● TASK BRIEF
Starting at the line with "the cricket bowler" in it, reproduce each line below through the last one, exactly, and include nothing else.

##### MATERIAL FOR THIS EXERCISE

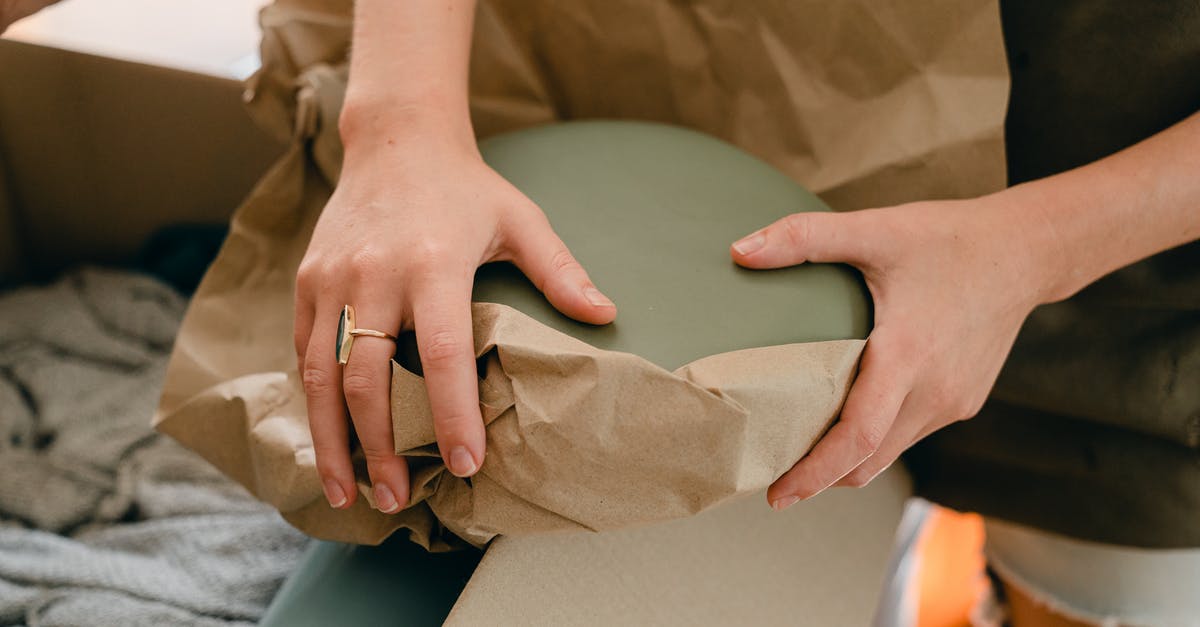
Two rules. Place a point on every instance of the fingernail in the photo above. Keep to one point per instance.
(385, 501)
(779, 505)
(597, 298)
(750, 243)
(461, 463)
(334, 494)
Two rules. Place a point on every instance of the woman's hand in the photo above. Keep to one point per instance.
(400, 240)
(952, 282)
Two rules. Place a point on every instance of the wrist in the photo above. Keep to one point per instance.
(1055, 269)
(369, 125)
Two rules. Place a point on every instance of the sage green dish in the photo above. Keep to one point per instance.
(651, 212)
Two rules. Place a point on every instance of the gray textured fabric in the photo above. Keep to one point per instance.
(103, 521)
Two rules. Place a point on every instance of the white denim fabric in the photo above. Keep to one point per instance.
(1104, 584)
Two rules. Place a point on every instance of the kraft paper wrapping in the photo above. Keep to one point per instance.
(869, 103)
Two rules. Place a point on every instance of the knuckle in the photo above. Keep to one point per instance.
(378, 453)
(430, 256)
(309, 275)
(857, 478)
(868, 437)
(318, 381)
(366, 261)
(797, 228)
(562, 261)
(360, 383)
(442, 347)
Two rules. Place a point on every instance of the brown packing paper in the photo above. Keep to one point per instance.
(868, 102)
(748, 416)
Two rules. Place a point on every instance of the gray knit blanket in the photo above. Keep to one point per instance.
(103, 521)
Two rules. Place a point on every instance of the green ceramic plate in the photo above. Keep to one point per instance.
(651, 212)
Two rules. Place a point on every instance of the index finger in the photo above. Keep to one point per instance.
(445, 341)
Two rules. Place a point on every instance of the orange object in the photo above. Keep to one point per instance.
(951, 568)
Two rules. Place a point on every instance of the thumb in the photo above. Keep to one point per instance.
(805, 237)
(547, 262)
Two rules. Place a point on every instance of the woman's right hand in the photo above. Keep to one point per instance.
(409, 222)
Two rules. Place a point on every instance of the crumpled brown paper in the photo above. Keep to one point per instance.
(587, 439)
(868, 102)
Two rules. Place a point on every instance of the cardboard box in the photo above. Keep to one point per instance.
(96, 153)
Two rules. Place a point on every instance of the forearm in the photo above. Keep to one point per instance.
(1102, 216)
(408, 73)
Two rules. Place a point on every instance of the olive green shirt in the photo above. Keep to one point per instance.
(1093, 428)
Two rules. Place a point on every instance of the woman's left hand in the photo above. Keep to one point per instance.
(953, 281)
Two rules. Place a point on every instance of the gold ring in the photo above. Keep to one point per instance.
(347, 332)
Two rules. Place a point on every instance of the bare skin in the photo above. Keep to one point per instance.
(417, 212)
(954, 280)
(414, 214)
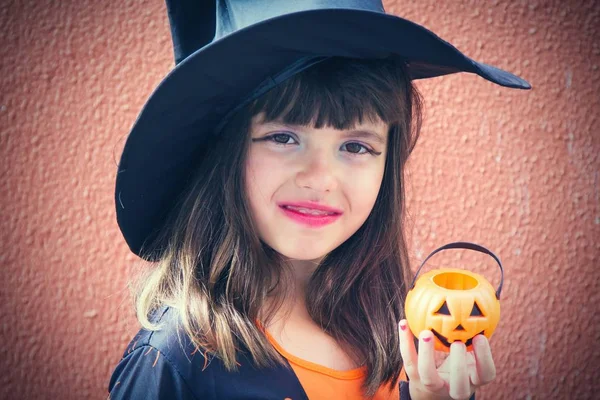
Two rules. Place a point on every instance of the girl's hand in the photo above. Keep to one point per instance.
(455, 377)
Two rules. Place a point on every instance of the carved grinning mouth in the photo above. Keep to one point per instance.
(446, 343)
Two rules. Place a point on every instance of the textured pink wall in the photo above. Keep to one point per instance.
(516, 171)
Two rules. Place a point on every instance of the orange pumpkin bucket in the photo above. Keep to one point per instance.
(455, 304)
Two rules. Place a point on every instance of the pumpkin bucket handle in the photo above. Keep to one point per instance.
(468, 246)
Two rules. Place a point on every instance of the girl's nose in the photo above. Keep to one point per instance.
(317, 173)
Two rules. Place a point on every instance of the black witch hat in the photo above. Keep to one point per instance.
(228, 52)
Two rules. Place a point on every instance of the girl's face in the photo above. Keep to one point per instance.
(340, 169)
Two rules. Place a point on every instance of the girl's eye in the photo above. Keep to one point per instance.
(353, 148)
(357, 146)
(279, 138)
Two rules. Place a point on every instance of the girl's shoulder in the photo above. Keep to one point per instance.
(165, 364)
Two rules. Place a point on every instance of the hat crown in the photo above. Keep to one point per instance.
(233, 15)
(195, 24)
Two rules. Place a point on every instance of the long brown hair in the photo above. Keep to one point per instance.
(216, 271)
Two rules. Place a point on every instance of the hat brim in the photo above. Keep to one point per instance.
(161, 148)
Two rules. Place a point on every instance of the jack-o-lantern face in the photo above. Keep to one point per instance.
(456, 305)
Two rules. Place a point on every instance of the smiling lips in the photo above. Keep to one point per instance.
(445, 341)
(311, 214)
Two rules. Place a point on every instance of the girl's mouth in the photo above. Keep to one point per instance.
(309, 217)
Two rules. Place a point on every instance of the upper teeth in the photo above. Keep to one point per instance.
(308, 211)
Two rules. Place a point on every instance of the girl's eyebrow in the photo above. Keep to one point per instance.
(357, 133)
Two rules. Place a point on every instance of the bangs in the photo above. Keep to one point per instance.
(340, 93)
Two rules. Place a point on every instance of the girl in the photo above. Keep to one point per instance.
(264, 179)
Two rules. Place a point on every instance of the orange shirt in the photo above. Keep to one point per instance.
(320, 382)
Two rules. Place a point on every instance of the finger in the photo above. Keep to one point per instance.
(408, 351)
(430, 377)
(460, 387)
(484, 363)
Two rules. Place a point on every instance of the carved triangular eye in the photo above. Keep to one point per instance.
(476, 311)
(443, 310)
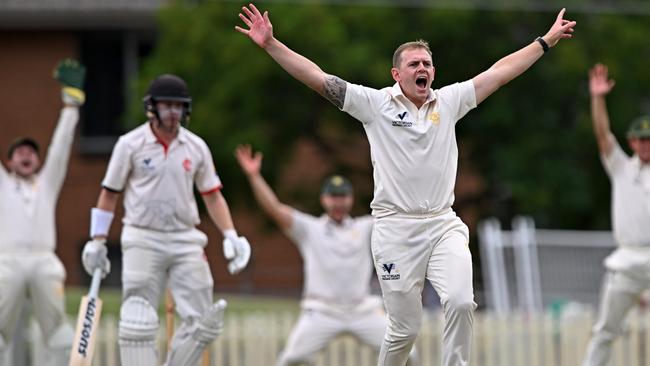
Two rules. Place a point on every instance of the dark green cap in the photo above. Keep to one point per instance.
(337, 185)
(639, 128)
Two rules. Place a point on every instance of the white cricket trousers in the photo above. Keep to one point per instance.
(407, 250)
(39, 277)
(152, 260)
(316, 328)
(619, 294)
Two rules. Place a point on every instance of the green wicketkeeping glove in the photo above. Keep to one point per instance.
(71, 75)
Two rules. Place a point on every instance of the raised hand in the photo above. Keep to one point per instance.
(561, 29)
(260, 29)
(599, 82)
(249, 162)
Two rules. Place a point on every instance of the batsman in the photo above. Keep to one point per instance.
(29, 268)
(157, 165)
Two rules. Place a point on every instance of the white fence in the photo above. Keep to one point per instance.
(529, 269)
(515, 339)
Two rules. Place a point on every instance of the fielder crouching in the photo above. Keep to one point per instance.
(156, 165)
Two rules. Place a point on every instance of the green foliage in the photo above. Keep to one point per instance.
(531, 141)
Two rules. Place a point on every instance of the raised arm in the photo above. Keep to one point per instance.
(260, 31)
(251, 165)
(516, 63)
(599, 86)
(71, 75)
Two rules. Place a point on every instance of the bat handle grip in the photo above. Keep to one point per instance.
(94, 285)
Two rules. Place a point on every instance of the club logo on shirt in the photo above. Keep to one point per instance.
(401, 122)
(390, 272)
(434, 117)
(147, 164)
(187, 165)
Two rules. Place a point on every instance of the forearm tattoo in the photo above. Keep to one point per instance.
(335, 89)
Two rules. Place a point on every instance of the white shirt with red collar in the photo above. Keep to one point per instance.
(158, 180)
(413, 151)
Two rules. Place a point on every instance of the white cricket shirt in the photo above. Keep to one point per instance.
(158, 180)
(337, 261)
(630, 181)
(28, 207)
(413, 151)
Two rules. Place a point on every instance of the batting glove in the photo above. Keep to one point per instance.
(71, 74)
(237, 251)
(95, 255)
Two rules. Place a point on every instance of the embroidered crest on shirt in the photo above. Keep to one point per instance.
(187, 165)
(434, 117)
(400, 122)
(147, 164)
(390, 272)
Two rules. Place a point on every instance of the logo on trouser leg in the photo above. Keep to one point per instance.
(390, 272)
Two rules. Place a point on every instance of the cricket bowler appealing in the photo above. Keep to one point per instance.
(29, 268)
(417, 236)
(157, 165)
(628, 267)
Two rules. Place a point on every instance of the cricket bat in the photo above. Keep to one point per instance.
(87, 323)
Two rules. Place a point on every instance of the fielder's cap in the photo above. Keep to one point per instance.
(22, 141)
(639, 128)
(336, 185)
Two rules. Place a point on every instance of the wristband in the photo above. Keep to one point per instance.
(543, 43)
(230, 234)
(100, 222)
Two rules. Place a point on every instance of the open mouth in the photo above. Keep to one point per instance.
(421, 81)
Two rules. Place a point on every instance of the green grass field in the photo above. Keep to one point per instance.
(111, 298)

##########

● FINAL RESULT
Two rules. Place a point on every instance of the cricket bowler appealing in the photo above. Keep to one point per instance.
(29, 268)
(417, 236)
(157, 165)
(628, 267)
Two rules. Place a point on every instance of the cricket bat in the photo above. Keep to one point per instance.
(87, 323)
Two rules. Place a point on every instance of the fielder's cap in the photo above. Keep to one point per instance.
(22, 141)
(639, 128)
(336, 185)
Two rules. Place a point on every instance of the wristband in the photo above. Keep to one point per instance.
(543, 43)
(230, 234)
(100, 222)
Two rules. Place a point on every instance of the open mouth in the photo above. Keep to one point per instance.
(421, 81)
Two rules. Place a point on every instance of the green grass field in the photo above. Keep to one point per instance.
(111, 298)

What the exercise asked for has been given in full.